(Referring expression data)
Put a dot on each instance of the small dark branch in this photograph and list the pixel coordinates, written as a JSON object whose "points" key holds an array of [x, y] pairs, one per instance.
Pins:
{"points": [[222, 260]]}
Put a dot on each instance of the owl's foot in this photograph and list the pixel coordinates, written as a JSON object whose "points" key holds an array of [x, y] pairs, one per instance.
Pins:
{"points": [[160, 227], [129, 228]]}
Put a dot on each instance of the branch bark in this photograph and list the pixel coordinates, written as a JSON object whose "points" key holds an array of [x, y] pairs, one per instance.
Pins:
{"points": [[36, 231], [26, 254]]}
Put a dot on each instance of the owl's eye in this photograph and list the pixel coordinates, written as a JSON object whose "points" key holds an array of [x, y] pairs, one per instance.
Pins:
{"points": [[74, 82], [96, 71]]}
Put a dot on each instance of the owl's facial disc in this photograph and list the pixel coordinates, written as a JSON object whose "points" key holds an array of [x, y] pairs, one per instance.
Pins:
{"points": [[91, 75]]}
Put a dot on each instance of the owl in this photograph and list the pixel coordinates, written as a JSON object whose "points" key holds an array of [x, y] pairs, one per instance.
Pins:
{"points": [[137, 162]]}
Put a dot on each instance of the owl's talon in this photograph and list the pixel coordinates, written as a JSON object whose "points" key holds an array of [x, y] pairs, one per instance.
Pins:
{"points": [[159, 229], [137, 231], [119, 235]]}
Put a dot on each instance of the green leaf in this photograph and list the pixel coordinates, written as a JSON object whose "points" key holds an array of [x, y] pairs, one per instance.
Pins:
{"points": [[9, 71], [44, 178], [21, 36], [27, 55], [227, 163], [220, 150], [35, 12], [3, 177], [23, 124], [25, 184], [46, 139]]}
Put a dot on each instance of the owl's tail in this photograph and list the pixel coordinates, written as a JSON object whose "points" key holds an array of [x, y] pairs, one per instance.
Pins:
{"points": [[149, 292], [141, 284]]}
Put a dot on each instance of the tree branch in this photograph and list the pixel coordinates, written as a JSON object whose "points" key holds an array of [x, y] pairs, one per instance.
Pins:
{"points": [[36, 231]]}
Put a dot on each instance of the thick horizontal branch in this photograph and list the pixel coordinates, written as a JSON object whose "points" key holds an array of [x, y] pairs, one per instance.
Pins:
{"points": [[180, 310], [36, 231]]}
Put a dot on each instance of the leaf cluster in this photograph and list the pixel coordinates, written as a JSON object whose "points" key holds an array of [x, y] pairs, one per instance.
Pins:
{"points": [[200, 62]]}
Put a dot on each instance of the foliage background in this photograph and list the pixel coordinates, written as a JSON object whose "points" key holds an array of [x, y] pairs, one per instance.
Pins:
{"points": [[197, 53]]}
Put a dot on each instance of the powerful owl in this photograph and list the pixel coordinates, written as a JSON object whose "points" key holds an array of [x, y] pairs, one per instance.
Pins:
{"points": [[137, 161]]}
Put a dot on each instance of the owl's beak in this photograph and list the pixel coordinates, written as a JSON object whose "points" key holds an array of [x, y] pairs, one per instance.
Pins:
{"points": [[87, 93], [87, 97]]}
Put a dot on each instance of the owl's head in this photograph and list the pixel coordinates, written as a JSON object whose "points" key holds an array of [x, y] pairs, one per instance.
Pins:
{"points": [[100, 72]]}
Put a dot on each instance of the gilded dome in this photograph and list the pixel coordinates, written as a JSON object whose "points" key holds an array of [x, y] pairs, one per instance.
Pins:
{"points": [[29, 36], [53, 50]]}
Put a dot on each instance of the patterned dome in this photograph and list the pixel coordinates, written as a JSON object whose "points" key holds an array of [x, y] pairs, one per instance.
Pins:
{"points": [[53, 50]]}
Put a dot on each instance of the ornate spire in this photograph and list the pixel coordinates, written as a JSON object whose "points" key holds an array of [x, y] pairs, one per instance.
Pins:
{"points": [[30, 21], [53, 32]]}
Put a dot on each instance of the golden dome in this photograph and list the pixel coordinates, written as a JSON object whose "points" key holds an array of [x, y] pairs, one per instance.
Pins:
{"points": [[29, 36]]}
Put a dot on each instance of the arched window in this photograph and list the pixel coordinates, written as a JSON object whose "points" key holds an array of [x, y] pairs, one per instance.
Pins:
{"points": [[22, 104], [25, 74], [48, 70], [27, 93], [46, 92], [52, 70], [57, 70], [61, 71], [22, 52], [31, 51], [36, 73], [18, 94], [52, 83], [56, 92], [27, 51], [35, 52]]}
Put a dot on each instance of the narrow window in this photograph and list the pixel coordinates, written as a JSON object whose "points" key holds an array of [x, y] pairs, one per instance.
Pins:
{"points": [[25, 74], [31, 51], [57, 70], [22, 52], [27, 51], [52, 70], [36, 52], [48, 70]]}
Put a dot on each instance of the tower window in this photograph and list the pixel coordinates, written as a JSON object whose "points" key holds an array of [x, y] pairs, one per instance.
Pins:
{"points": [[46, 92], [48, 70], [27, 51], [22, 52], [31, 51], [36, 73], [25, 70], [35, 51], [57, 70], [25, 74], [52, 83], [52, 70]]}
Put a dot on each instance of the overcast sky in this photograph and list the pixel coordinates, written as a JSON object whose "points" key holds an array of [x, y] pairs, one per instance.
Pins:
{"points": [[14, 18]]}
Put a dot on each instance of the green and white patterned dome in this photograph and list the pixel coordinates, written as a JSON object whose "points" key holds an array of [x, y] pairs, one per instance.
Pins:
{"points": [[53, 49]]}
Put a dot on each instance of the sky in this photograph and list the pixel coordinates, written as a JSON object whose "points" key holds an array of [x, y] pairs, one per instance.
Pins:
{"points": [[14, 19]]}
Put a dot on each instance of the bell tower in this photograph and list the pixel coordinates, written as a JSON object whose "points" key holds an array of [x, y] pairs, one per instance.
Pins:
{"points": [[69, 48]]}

• _Your objective_: Your answer should consist of each line of the data above in which the word "green" occurs.

• _Task output_:
Put a dot on each instance of the green leaf in this photograph and list the pixel coordinates, written as a JSON object whose "points" key holds an array of [x, y] pairs, one per instance.
Put a dot on each instance of the green and white patterned dome in this photograph and list the pixel coordinates, written as a JSON object whose "points" key holds an array of [x, y] pairs, one per instance.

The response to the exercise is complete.